* Task
Please list every line in the entries below that contains the word "black", copying each line in full.

***** Extracted entries

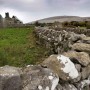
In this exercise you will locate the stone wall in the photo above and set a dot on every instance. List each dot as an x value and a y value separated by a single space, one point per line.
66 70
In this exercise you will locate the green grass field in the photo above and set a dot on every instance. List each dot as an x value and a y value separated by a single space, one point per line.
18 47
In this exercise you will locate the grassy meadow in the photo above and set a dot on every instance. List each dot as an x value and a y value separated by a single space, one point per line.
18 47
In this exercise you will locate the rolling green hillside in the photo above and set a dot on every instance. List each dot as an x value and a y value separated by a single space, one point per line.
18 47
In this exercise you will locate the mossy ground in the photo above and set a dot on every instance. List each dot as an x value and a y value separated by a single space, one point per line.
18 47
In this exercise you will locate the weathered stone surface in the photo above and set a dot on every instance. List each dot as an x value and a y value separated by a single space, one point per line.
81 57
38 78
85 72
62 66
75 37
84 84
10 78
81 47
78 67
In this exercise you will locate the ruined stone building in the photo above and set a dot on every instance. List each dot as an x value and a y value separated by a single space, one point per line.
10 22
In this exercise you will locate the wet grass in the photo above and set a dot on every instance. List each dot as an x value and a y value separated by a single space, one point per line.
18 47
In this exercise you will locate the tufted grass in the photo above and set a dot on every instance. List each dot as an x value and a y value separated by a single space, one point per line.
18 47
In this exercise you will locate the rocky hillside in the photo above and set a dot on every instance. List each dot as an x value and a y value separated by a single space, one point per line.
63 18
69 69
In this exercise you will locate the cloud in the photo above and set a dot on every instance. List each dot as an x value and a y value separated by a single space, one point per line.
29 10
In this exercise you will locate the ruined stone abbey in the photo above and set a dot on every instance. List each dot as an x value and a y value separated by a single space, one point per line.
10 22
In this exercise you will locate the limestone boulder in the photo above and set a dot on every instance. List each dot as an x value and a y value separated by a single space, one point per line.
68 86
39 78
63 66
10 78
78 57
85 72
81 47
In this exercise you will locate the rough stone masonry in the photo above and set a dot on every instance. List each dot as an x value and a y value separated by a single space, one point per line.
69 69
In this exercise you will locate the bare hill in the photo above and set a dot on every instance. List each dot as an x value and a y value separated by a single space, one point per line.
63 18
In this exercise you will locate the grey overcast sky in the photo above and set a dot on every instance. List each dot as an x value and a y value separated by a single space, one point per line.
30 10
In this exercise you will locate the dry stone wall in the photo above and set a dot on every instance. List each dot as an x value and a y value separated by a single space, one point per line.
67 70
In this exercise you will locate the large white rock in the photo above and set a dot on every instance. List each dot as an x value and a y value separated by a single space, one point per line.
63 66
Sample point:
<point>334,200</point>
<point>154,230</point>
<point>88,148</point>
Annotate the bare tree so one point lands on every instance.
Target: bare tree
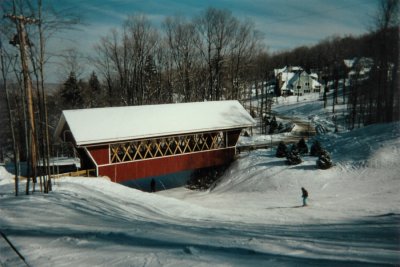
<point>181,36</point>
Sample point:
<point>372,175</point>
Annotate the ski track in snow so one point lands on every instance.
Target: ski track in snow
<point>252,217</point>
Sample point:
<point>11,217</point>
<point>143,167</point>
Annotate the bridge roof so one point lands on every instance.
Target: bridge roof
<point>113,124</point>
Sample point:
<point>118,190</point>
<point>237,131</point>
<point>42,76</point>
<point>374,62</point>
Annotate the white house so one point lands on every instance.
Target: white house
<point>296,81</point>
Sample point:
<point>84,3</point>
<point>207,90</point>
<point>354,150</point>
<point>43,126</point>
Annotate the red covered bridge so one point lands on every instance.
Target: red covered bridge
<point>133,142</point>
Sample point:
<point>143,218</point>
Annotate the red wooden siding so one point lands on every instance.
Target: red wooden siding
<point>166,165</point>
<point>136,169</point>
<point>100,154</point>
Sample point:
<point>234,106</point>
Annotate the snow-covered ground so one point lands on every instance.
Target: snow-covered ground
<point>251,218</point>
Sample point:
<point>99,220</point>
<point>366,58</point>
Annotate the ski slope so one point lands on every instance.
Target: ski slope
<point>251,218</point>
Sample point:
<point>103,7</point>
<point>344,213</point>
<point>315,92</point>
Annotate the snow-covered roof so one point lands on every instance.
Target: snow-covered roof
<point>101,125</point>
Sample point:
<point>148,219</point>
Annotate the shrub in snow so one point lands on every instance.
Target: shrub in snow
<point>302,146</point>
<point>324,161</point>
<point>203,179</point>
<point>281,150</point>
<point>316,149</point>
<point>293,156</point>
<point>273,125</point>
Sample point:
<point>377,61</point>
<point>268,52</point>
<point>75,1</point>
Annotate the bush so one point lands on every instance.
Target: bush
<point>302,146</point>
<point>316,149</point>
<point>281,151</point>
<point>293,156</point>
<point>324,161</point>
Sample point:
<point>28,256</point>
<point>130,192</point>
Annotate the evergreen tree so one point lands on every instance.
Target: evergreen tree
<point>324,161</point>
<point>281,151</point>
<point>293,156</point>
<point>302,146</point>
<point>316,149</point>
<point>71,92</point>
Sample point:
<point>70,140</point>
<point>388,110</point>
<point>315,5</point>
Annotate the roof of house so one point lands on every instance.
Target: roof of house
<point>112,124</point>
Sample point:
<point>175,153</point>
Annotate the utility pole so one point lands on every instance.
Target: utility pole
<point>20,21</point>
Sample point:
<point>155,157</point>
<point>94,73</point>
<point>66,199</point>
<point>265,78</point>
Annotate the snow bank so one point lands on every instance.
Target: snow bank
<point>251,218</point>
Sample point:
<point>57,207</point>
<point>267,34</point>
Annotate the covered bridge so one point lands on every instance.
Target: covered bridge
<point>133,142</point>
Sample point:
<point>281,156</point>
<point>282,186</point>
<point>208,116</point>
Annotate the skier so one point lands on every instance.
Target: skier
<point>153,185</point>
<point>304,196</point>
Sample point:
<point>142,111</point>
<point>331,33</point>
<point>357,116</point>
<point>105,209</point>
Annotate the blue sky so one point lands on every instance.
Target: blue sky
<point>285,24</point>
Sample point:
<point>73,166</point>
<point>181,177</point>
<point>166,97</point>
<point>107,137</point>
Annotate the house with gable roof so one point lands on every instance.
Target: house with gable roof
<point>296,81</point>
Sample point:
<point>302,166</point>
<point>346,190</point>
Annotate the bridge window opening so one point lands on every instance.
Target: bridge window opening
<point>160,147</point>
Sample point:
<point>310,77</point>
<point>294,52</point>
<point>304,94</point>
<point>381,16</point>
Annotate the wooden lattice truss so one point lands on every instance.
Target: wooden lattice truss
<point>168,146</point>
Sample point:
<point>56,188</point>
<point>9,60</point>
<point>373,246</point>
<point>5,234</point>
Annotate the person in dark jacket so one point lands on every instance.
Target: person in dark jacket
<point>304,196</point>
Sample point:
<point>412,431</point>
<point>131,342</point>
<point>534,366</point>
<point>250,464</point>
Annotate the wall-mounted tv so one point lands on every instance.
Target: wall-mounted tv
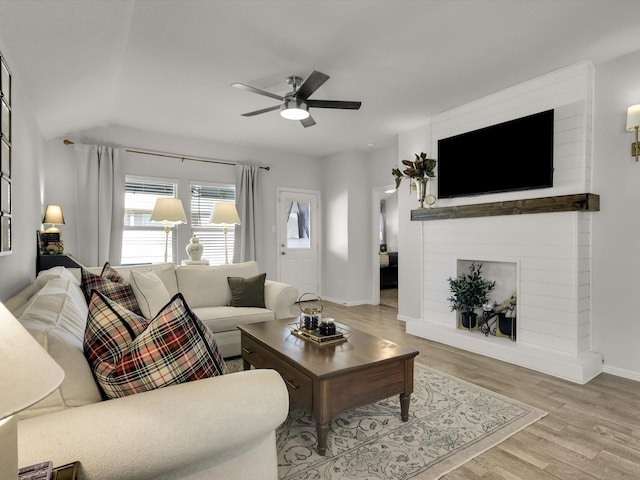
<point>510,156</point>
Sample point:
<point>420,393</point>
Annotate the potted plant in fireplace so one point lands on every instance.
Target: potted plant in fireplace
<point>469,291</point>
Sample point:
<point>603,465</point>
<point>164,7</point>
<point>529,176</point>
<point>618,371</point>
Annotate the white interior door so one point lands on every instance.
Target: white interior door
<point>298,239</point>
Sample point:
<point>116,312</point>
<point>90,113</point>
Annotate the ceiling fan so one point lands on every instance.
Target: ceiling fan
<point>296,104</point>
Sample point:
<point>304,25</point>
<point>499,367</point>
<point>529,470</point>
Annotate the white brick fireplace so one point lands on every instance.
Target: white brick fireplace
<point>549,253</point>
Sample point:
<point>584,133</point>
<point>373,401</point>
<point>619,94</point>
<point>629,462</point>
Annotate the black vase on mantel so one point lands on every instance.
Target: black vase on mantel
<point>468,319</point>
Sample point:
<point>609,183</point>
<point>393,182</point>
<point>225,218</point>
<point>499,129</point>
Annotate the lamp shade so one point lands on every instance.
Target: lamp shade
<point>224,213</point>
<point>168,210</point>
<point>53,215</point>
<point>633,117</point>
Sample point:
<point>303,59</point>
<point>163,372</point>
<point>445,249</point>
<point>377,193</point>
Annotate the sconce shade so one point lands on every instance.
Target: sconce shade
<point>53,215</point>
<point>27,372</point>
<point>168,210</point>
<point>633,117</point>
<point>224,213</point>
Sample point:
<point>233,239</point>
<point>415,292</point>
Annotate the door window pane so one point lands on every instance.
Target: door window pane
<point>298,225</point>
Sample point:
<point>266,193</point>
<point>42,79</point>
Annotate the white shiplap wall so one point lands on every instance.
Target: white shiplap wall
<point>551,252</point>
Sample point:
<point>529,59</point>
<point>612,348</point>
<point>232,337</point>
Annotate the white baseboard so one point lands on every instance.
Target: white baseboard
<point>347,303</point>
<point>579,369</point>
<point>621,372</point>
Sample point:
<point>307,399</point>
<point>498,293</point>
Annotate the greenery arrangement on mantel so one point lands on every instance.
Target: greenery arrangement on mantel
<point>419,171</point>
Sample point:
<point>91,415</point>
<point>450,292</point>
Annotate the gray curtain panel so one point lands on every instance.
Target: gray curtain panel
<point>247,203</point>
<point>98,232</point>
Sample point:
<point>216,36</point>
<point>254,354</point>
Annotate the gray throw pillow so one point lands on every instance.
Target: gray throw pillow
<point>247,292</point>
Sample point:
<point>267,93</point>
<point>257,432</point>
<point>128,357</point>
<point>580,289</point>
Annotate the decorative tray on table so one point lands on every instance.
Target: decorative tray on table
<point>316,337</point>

**********

* The solution
Annotate the black vase on mantel so one point lands on every instance.
Target: black vase on mantel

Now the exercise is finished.